>> START RECORDS SHOWN

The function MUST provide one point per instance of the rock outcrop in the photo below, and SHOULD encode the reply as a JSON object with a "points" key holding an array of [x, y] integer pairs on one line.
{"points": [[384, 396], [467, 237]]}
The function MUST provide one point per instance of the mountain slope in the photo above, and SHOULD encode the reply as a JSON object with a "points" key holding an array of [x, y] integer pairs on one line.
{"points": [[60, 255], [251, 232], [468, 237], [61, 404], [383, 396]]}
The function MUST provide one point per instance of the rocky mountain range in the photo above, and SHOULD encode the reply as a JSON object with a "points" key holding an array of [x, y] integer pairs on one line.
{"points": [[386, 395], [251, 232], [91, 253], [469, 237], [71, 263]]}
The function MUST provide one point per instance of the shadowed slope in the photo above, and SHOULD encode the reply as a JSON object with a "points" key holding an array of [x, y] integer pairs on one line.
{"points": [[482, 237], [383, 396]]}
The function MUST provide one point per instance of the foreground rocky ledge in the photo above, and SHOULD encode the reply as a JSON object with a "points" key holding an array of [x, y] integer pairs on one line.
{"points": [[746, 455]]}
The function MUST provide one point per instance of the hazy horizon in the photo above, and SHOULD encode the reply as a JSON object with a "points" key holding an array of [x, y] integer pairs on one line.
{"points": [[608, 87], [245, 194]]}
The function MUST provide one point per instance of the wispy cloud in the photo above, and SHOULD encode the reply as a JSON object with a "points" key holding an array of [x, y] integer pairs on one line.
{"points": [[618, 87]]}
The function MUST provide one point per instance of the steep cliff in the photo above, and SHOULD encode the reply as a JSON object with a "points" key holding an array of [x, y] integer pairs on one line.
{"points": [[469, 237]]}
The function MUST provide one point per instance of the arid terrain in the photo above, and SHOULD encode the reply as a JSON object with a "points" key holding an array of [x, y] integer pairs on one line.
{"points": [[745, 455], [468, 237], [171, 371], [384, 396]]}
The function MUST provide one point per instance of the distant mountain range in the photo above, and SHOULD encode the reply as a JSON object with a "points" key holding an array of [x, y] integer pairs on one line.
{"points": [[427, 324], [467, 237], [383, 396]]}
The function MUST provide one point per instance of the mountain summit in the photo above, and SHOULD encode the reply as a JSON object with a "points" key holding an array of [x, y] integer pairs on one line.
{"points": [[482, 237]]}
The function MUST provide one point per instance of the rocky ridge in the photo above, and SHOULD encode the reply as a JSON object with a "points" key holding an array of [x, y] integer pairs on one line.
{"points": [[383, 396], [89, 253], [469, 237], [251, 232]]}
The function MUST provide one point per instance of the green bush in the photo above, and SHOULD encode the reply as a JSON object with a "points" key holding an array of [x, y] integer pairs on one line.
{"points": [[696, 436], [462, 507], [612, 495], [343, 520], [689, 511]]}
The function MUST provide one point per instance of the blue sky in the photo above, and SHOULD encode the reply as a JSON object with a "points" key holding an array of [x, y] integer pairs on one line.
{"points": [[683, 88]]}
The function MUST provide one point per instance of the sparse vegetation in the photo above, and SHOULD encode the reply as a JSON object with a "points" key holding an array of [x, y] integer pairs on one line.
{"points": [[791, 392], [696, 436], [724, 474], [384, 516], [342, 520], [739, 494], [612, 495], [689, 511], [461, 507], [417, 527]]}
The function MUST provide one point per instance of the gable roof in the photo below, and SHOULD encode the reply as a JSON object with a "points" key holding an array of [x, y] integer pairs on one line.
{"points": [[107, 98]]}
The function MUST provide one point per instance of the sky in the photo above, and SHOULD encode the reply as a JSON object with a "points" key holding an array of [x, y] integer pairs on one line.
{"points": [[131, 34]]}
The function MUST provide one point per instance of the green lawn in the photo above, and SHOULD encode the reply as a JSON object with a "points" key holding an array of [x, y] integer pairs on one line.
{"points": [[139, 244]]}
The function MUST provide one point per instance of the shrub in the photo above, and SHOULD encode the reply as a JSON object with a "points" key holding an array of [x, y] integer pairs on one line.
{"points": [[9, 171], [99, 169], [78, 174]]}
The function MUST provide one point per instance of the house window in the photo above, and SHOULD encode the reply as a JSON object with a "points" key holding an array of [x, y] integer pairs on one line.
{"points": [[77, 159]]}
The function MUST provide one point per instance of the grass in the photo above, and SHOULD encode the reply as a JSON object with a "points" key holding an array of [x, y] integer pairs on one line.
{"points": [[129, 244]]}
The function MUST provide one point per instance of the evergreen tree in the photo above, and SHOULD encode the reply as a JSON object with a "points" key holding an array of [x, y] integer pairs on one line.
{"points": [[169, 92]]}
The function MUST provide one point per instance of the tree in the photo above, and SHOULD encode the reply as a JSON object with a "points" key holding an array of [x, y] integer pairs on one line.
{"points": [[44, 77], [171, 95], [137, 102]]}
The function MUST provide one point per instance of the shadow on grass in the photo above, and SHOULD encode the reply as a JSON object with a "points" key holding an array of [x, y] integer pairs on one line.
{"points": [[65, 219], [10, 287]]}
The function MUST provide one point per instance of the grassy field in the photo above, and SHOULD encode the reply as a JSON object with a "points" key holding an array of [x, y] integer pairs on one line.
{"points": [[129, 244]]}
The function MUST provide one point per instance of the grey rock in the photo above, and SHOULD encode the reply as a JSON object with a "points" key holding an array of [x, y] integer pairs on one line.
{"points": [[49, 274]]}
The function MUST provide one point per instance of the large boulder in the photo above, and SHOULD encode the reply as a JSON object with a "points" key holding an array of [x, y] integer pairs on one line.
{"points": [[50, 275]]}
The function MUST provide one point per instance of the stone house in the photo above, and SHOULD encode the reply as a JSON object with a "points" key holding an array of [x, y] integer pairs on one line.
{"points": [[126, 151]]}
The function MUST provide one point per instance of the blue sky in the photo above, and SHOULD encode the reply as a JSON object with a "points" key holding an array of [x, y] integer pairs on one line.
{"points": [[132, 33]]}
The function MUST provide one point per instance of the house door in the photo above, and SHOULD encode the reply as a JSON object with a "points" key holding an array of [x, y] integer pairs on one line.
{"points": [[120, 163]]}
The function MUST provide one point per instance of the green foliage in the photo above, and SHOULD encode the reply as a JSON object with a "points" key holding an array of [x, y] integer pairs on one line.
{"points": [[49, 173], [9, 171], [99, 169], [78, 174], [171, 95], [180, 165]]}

>> END RECORDS SHOWN

WHAT IS ASKED |
Please format every one of the lines above as a two-column CSV with the headers text and answer, one row per line: put each line and its answer in their own quoted fields, and replace any line breaks with spaces.

RESULT OF THIS EXERCISE |
text,answer
"The function MUST provide one point per instance of the rock outcrop in the photo below, and SHOULD encode the reply as a JSON object with a ""points"" key holding an array of [x, y] integer pairs on one line.","{""points"": [[384, 396], [467, 237]]}"
"The function MUST provide one point per instance of the mountain slope in the photo above, and SHOULD encode the reply as a JSON object with a ""points"" key holding an array of [x, y] integer pairs on one line.","{""points"": [[60, 255], [251, 232], [468, 237], [61, 404], [383, 396]]}"
"The function MUST provide one point per instance of the rocky mountain range in the photo above, and SHOULD encode the reply as a JSON object with a ""points"" key holding an array of [x, y] integer pairs on one line.","{""points"": [[386, 395], [251, 232], [91, 253], [469, 237], [71, 263]]}"
"The function MUST provide one point per instance of the shadowed slope in the photo above, and SHOULD encode the reply as a JSON object with a ""points"" key holding an array of [x, y] integer pairs on one line.","{""points"": [[482, 237], [383, 396]]}"
"The function MUST provide one point per instance of the foreground rocky ledge in the photo above, and SHOULD encode the reply as a JSON object with a ""points"" key holding an array of [x, y] integer pairs on one line.","{""points"": [[746, 455]]}"
"The function MUST provide one point per instance of the hazy horizon in the photo above, and SHOULD encode the reply as a JSON object with a ""points"" key holding an array of [x, y] integer pairs on one line.","{""points"": [[608, 87], [245, 194]]}"
"The function MUST provide one point per instance of the wispy cloud in the photo above, and SHOULD encode the reply as a JSON object with a ""points"" key holding an array of [x, y] integer pairs on one line.","{""points"": [[618, 87]]}"
"The function MUST provide one point per instance of the steep cliff in the photo above, and SHOULD encode the reply as a JSON object with a ""points"" key holding an array of [x, y] integer pairs on one line.","{""points"": [[469, 237]]}"
"The function MUST provide one point per instance of the arid terrain in the photo above, and SHOULD encode the reply as a JSON object with a ""points"" key holding an array of [x, y] integer pairs on one line.","{""points"": [[745, 455], [468, 237], [171, 371], [384, 396]]}"
"The function MUST provide one point per instance of the distant mountain range in the photo above, and SHOULD encode the reply as a JSON object with a ""points"" key holding an array of [x, y] integer pairs on one line.","{""points"": [[427, 324], [467, 237], [383, 396]]}"
"The function MUST provide one point per instance of the mountain summit in the photo above, and SHOULD encode the reply as a JSON object with a ""points"" key holding an array of [x, y] integer pairs on one line.","{""points"": [[482, 237]]}"
"The function MUST provide one point per instance of the rocky ridge in the photo above, and SHOULD encode the reply as a JSON object with a ""points"" key holding an array of [x, y] integer pairs on one line.","{""points"": [[383, 396], [89, 253], [469, 237], [251, 232]]}"
"The function MUST provide one point per instance of the green bush in the photo above, and SHOULD encode the reply as a JSON object with a ""points"" key holding an array of [x, y] integer pairs on one line.","{""points"": [[696, 436], [462, 507], [612, 495], [343, 520], [689, 511]]}"
"The function MUST provide one point per instance of the blue sky in the photo above, and SHOULD encode the reply as a JSON object with a ""points"" key holding an array of [x, y] integer pairs on one line.","{""points"": [[683, 88]]}"
"The function MUST provide one point per instance of the sparse vegetation in the photo above, and SHOULD encode the reply as a JSON object with a ""points"" key holding an array of [x, y] integer pairs on one line.","{""points"": [[791, 392], [696, 436], [724, 474], [384, 516], [342, 520], [739, 494], [612, 495], [689, 511], [461, 507], [417, 527]]}"
"The function MUST provide one point per instance of the gable roof in the photo below, and SHOULD encode the reply as a JSON object with a ""points"" key holding an array of [x, y] integer pairs on one line.","{""points"": [[107, 98]]}"
"The function MUST provide one point per instance of the sky in the photo above, and SHOULD encode the reply as a JSON object with a ""points"" key holding an array of [x, y] integer pairs on one line.","{""points"": [[131, 34]]}"
"The function MUST provide one point per instance of the green lawn in the photo above, and SHOULD encode the reply as a JSON object with a ""points"" key holding an array of [x, y] integer pairs on one line.","{""points"": [[139, 244]]}"
"The function MUST provide one point per instance of the shrub in the photo above, and SHOULD encode the reply as a JSON object with a ""points"" key holding an array of [x, y] integer pairs on one line.","{""points"": [[9, 171], [99, 169], [78, 174]]}"
"The function MUST provide one point per instance of the house window in the photo above, and SHOULD encode the reply as a JSON object with a ""points"" key holding an array of [x, y] integer pairs on one line.","{""points"": [[77, 159]]}"
"The function MUST provide one point per instance of the grass in the photo above, and SHOULD encode the reply as a JSON object with a ""points"" key holding an array of [x, y] integer pairs on one line.","{""points"": [[129, 244]]}"
"The function MUST provide one point per instance of the evergreen tree in the photo above, and SHOULD encode the reply as a JSON object with a ""points"" key holding an array of [x, y] integer pairs on one line.","{""points"": [[169, 92]]}"
"The function MUST provide one point per instance of the tree in the photo above, and SHOULD encode the reply as a JSON object with a ""points"" key holding an array of [x, y] integer pairs on one line.","{""points"": [[44, 77], [171, 95], [137, 102]]}"
"The function MUST provide one point per instance of the shadow on grass in the photo above, and SHOULD encode the reply as a JSON object with a ""points"" key holding an array of [x, y] integer pairs on one line.","{""points"": [[65, 219], [10, 287]]}"
"The function MUST provide one point per instance of the grassy field in the photo above, and SHOULD encode the reply as a JSON object with a ""points"" key holding an array of [x, y] integer pairs on one line.","{""points"": [[129, 244]]}"
"The function MUST provide one point per instance of the grey rock in the photo above, and SHOULD encode the reply as a JSON object with a ""points"" key holding an array of [x, y] integer pairs on one line.","{""points"": [[49, 274]]}"
"The function MUST provide one point per instance of the large boulder in the photo above, and SHOULD encode the reply as a JSON object with a ""points"" key holding an array of [x, y] integer pairs on one line.","{""points"": [[50, 275]]}"
"The function MUST provide one point per instance of the stone house in the photo above, and SHOULD encode the reply as a JSON object with a ""points"" key holding an array of [x, y] integer pairs on one line.","{""points"": [[126, 151]]}"
"The function MUST provide one point per instance of the blue sky in the photo above, and SHOULD encode the reply as a JSON object with a ""points"" key holding an array of [x, y] integer pairs on one line.","{""points"": [[132, 33]]}"
"The function MUST provide one point per instance of the house door in the photo above, and SHOULD encode the reply as a JSON object with a ""points"" key holding an array of [x, y] integer pairs on one line.","{""points"": [[120, 163]]}"
"The function MUST provide one point per instance of the green foliage in the photo above, and SHOULD encode the reply as a JSON object with a ""points"" key holding an array of [x, y] integer pairs on one line.","{""points"": [[49, 173], [9, 171], [99, 169], [78, 174], [171, 95], [180, 165]]}"